* Kutipan Bacaan:
* * * * *

Eksplorasi gas memicu pencemaran arsenik dan selenium di sumur-sumur air yang dekat dengan lokasi eksplorasi. Temuan ini terungkap dari laporan penelitian yang dipimpin oleh Kevin Schug, ahli biokimia dari University of Texas Arlington yang dirilis Jum'at (26/7). Tim peneliti menemukan peningkatan potensi pencemaran arsenik dan selenium di 100 sumur air milik warga yang dekat dengan Barnett Shale.
Barnett Shale adalah nama lapisan bebatuan di cekungan Bend Arch-Forth Worth, Texas, Amerika Serikat. Di lokasi ini terkandung gas alam yang sudah terbukti (proven) terbesar di Amerika Serikat dengan volume mencapai 71 km3. Potensi gas alam di wilayah ini diperkirakan mencapai 850 km3.
Penelitian yang dilakukan di Texas Utara ini telah diterbitkan dalam jurnal Environmental Science & Technology, Kamis (25/7). Laporan ini berfokus meneliti pencemaran logam berat seperti arsenik, barium, selenium dan strontium dalam sampel-sampel air yang diteliti.
Walaupun secara alami pencemaran logam berat dalam sumur air ini sering terjadi, namun potensi pencemaran logam berat meningkat seiring gangguan dari proses ekstraksi gas alam.
Menurut tim peneliti, kondisi ini dipicu oleh beberapa faktor yaitu: kegagalan dalam membangun penutup yang melindungi (casing) sumur-sumur gas - seperti yang terjadi di Sidoharjo, Jawa Timur di lokasi pengeboran Lapindo; getaran mekanis dari aktivitas pengeboran gas alam dan pencemaran yang berasal dari aliran air yang dipakai dalam eksplorasi hidrolis gas alam. Satu dari ketiga skenario ini bisa melepaskan polutan berbahaya dalam air tanah.
Tim peneliti mengumpulkan sampel dari sumur-sumur milik pribadi dengan kedalaman yang berbeda-beda di 13 lokasi di dalam dan di sekitar lokasi Barnett Shale, Texas Utara selama musim panas dan musim gugur 2011. Sebanyak 91 sampel berhasil dikumpulkan dari wilayah ekstraksi gas alam aktif atau wilayah yang dekat dengan satu atau lebih sumur gas dalam radius 5 km. Sebanyak 9 sampel lainnya diambil dari dalam dan di luar lokasi Barnett Shale dan lokasi yang bejarak lebih dari 14 km dari lokasi ekstraksi gas alam.

* * * * *

* Isi Data:
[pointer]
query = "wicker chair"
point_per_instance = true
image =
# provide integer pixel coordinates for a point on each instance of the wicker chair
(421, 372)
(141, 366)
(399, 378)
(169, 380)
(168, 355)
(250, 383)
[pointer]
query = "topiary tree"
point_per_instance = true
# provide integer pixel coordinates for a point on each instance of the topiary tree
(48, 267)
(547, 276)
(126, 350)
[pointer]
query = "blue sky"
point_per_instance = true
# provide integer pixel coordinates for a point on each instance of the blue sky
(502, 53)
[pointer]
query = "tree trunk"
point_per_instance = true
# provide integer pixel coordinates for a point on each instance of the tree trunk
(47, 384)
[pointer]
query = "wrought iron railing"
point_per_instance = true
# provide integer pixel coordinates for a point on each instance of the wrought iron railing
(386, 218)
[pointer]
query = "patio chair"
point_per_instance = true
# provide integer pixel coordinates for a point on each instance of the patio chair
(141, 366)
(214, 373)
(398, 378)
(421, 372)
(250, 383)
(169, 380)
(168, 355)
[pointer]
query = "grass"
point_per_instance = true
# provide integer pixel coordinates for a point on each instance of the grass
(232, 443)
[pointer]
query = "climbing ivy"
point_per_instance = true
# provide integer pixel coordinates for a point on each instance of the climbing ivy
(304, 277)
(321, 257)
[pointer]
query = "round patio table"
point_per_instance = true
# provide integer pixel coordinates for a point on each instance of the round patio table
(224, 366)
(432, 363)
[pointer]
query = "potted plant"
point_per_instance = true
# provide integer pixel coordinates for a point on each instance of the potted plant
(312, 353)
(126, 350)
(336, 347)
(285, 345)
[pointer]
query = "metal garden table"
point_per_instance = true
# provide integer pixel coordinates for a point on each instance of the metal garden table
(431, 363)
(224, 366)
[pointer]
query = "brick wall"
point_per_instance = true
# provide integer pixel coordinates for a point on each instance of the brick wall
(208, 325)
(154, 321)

* * * * *

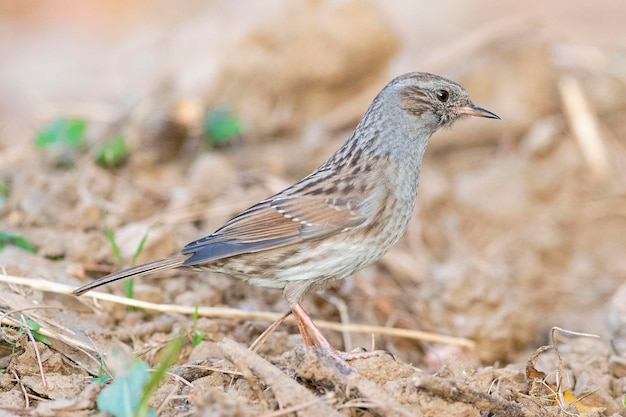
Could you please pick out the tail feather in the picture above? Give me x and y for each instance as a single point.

* * * * *

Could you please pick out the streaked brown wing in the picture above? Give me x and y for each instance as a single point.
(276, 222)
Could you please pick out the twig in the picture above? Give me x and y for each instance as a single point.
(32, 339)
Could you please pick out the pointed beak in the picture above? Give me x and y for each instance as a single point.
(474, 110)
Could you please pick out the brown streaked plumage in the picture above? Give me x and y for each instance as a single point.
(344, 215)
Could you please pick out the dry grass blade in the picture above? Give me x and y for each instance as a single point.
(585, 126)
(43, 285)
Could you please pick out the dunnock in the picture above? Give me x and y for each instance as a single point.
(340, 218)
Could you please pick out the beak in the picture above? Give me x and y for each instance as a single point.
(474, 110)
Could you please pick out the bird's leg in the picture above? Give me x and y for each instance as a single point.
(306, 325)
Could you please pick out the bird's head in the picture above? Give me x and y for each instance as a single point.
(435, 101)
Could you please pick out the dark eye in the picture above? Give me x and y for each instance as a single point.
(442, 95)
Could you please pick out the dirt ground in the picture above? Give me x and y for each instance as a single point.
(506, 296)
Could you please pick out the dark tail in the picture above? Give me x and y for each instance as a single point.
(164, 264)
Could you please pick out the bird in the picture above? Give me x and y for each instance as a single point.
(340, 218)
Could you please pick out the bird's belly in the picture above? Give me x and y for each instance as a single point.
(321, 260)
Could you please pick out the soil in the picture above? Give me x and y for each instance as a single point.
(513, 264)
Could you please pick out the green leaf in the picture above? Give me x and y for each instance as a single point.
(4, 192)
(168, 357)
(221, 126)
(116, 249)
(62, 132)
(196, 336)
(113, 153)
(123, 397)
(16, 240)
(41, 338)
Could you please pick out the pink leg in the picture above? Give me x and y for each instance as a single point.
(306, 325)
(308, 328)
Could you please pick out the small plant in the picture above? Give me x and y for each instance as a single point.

* * * * *

* Perintah Kerja: Tuliskan persis bagian teks tentang pencemaran sumur air di dekat Barnett Shale, dari "Walaupun secara alami" sampai "dalam air tanah.".

* Jawaban Tugas:
Walaupun secara alami pencemaran logam berat dalam sumur air ini sering terjadi, namun potensi pencemaran logam berat meningkat seiring gangguan dari proses ekstraksi gas alam.
Menurut tim peneliti, kondisi ini dipicu oleh beberapa faktor yaitu: kegagalan dalam membangun penutup yang melindungi (casing) sumur-sumur gas - seperti yang terjadi di Sidoharjo, Jawa Timur di lokasi pengeboran Lapindo; getaran mekanis dari aktivitas pengeboran gas alam dan pencemaran yang berasal dari aliran air yang dipakai dalam eksplorasi hidrolis gas alam. Satu dari ketiga skenario ini bisa melepaskan polutan berbahaya dalam air tanah.